** Start SOURCE PASSAGE **
20130118 1112maobuddhahor Chairman Mao the Daoist immortal, and his Bodhisattva friends

Mao the god — literally and figuratively

A twenty-something student once passionately told me, “Chairman Mao is like a god to us!” He was explaining why he went off on an elderly student who criticized Mao during a discussion class. He meant it metaphorically, but to many that’s more than just a figure of speech.

The driver of the taxi in the photos above told me yesterday that Mao is a god () now. I asked him if people just put these things out for fun, or if they really believe it has an actual influence on their life. I was trying to give him every opportunity to ‘explain it away’, but he immediately emphasized that these things actually have an influence. He was emphatic that these were not mere decorations.
** End SOURCE PASSAGE **
** Start GIVEN ENTRIES **
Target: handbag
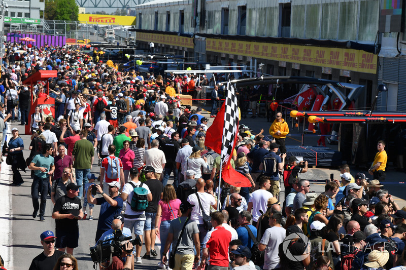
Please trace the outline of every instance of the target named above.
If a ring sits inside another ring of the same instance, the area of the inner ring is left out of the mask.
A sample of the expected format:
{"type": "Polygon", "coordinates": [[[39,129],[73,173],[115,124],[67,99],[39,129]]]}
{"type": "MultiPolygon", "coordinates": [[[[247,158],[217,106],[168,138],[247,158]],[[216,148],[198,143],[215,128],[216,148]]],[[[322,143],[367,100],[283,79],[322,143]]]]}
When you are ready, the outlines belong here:
{"type": "Polygon", "coordinates": [[[203,211],[203,207],[201,206],[201,203],[200,201],[200,197],[197,195],[197,192],[196,191],[196,197],[197,197],[197,201],[199,202],[199,207],[200,207],[200,210],[201,211],[201,215],[203,216],[203,223],[204,224],[205,229],[207,230],[210,230],[212,228],[212,217],[210,215],[208,215],[205,213],[205,211],[203,211]]]}
{"type": "Polygon", "coordinates": [[[183,228],[182,229],[181,234],[179,236],[179,238],[178,239],[178,243],[176,243],[176,246],[175,247],[174,249],[172,250],[172,252],[171,254],[169,254],[169,268],[171,269],[175,268],[175,254],[176,253],[176,250],[178,249],[178,246],[179,245],[179,243],[181,242],[181,239],[182,239],[182,236],[183,235],[183,232],[185,232],[185,228],[186,227],[186,224],[187,224],[188,219],[189,218],[187,217],[186,220],[185,221],[185,225],[183,225],[183,228]]]}
{"type": "Polygon", "coordinates": [[[252,247],[251,248],[251,256],[250,259],[256,265],[261,266],[263,265],[264,261],[265,261],[265,250],[260,251],[258,248],[258,245],[259,244],[259,241],[254,236],[254,234],[252,233],[250,227],[248,227],[248,225],[244,225],[244,228],[248,232],[248,234],[251,238],[251,240],[252,240],[254,243],[252,245],[252,247]]]}

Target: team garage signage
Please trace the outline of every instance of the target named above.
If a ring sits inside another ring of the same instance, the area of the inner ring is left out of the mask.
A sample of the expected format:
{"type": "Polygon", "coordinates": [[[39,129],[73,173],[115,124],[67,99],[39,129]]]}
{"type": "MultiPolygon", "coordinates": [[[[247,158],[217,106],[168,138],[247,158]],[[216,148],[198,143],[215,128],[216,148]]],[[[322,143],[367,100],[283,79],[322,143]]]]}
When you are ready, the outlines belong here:
{"type": "Polygon", "coordinates": [[[206,50],[360,72],[377,73],[378,56],[357,50],[207,38],[206,50]]]}

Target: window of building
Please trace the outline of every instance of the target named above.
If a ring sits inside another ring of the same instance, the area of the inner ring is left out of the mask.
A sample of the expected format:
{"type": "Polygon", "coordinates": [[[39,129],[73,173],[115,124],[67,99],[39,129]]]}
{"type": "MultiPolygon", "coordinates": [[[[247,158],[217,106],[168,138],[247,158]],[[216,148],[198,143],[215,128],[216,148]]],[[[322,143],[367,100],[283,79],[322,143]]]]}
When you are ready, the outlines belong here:
{"type": "Polygon", "coordinates": [[[221,10],[221,34],[228,34],[228,9],[221,10]]]}
{"type": "Polygon", "coordinates": [[[290,17],[291,6],[290,3],[281,4],[279,6],[281,22],[281,36],[290,37],[290,17]]]}
{"type": "Polygon", "coordinates": [[[171,12],[169,11],[166,12],[166,25],[165,26],[165,31],[169,32],[171,29],[171,12]]]}
{"type": "Polygon", "coordinates": [[[183,33],[185,27],[185,11],[179,11],[179,33],[183,33]]]}
{"type": "Polygon", "coordinates": [[[237,34],[245,35],[247,25],[247,6],[238,7],[238,21],[237,23],[237,34]]]}

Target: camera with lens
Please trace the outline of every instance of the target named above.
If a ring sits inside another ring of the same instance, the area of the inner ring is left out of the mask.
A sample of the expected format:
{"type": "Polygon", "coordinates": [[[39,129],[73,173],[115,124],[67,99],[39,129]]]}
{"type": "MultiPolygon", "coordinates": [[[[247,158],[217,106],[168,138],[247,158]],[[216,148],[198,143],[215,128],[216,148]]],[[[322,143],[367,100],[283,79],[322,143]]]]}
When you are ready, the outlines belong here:
{"type": "Polygon", "coordinates": [[[123,251],[129,252],[130,250],[125,250],[125,243],[128,240],[130,240],[133,246],[142,245],[140,239],[132,240],[130,236],[125,237],[121,229],[115,230],[113,234],[114,236],[112,238],[100,241],[96,246],[90,247],[90,257],[95,263],[108,260],[112,262],[113,257],[120,257],[123,251]]]}

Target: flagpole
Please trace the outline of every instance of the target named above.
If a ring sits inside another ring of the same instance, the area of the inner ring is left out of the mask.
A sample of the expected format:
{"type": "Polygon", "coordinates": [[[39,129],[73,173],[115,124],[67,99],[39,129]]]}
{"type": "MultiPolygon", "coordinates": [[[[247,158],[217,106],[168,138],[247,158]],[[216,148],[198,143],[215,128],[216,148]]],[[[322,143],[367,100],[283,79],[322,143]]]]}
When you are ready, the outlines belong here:
{"type": "MultiPolygon", "coordinates": [[[[228,82],[227,83],[227,91],[229,91],[228,88],[230,85],[230,81],[228,81],[228,82]]],[[[225,118],[225,113],[224,113],[224,118],[225,118]]],[[[220,211],[221,209],[221,205],[220,204],[221,202],[220,200],[220,189],[221,188],[221,172],[222,171],[223,169],[223,162],[224,162],[224,158],[223,157],[223,149],[224,148],[224,141],[223,140],[223,137],[224,136],[224,122],[225,119],[223,120],[223,132],[222,133],[222,136],[221,136],[221,152],[220,153],[220,173],[219,174],[219,185],[218,185],[218,189],[217,191],[217,211],[220,211]]],[[[231,158],[231,156],[230,157],[231,158]]]]}

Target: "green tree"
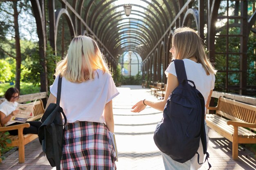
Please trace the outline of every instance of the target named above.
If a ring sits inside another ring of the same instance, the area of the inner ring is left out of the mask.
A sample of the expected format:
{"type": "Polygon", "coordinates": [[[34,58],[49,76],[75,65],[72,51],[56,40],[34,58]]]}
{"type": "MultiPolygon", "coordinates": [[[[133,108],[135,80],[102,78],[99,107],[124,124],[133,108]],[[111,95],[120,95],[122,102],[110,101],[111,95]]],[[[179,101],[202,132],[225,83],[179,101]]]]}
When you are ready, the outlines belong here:
{"type": "Polygon", "coordinates": [[[0,59],[0,82],[4,83],[11,80],[13,74],[10,64],[0,59]]]}

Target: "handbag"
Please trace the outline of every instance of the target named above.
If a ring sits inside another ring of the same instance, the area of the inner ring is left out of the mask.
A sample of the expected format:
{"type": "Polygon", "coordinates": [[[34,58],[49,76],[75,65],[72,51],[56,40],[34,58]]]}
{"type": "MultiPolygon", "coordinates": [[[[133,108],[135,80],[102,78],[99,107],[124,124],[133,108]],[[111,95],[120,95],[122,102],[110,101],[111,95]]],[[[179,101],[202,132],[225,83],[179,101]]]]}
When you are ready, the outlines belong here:
{"type": "Polygon", "coordinates": [[[38,130],[38,137],[42,141],[42,149],[51,166],[61,169],[62,157],[63,126],[67,123],[67,118],[63,109],[60,106],[62,77],[59,75],[56,104],[50,104],[41,119],[43,124],[38,130]],[[64,118],[63,124],[62,116],[64,118]]]}

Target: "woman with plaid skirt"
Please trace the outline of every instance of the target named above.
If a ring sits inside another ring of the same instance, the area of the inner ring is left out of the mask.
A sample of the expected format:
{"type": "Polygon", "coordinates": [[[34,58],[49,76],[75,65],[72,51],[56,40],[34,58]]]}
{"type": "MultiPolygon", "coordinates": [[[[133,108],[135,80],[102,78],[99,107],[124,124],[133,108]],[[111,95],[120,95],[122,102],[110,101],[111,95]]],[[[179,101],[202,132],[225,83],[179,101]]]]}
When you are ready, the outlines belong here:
** End GIVEN ENTRIES **
* [WHAT THE TASK REQUIRES] Continue the piece about Mao being treated as a god, starting after its final sentence. The material after the passage is separate from it.

* [ANSWER FOR THIS EXERCISE]
20130118 1121maoguanyinvert1 Chairman Mao the Daoist immortal, and his Bodhisattva friends

I ran out of time, but next time I’m going start asking how this works, given that during the Mao Era these types of things were violently suppressed. This one (below) was in the bus our school rented recently for a field trip:

danglemao Chairman Mao the Daoist immortal, and his Bodhisattva friends
Auspicious Good Thoughts; Peaceful Travels
吉祥好意 出入平安

What’s *really* going on?
My knee-jerk reaction to encountering these things (and the reasons people give for them) is to not take them only at face value. What you see on the surface isn’t always at the heart of it. Sometimes people aren’t even aware of why they think and do the things they do. I don’t mean to magically get into people’s heads as if I understand their opinions and their reasons for holding them better than they do (that’s actually a major pet-peeve). But many people just haven’t bothered to vigorously sift their own opinions, reasons and motives. Or they just think that hammering out solid personal opinions regarding what’s ultimately true is unimportant. Or, more simply, what they’re actually doing isn’t what it looks like they’re doing.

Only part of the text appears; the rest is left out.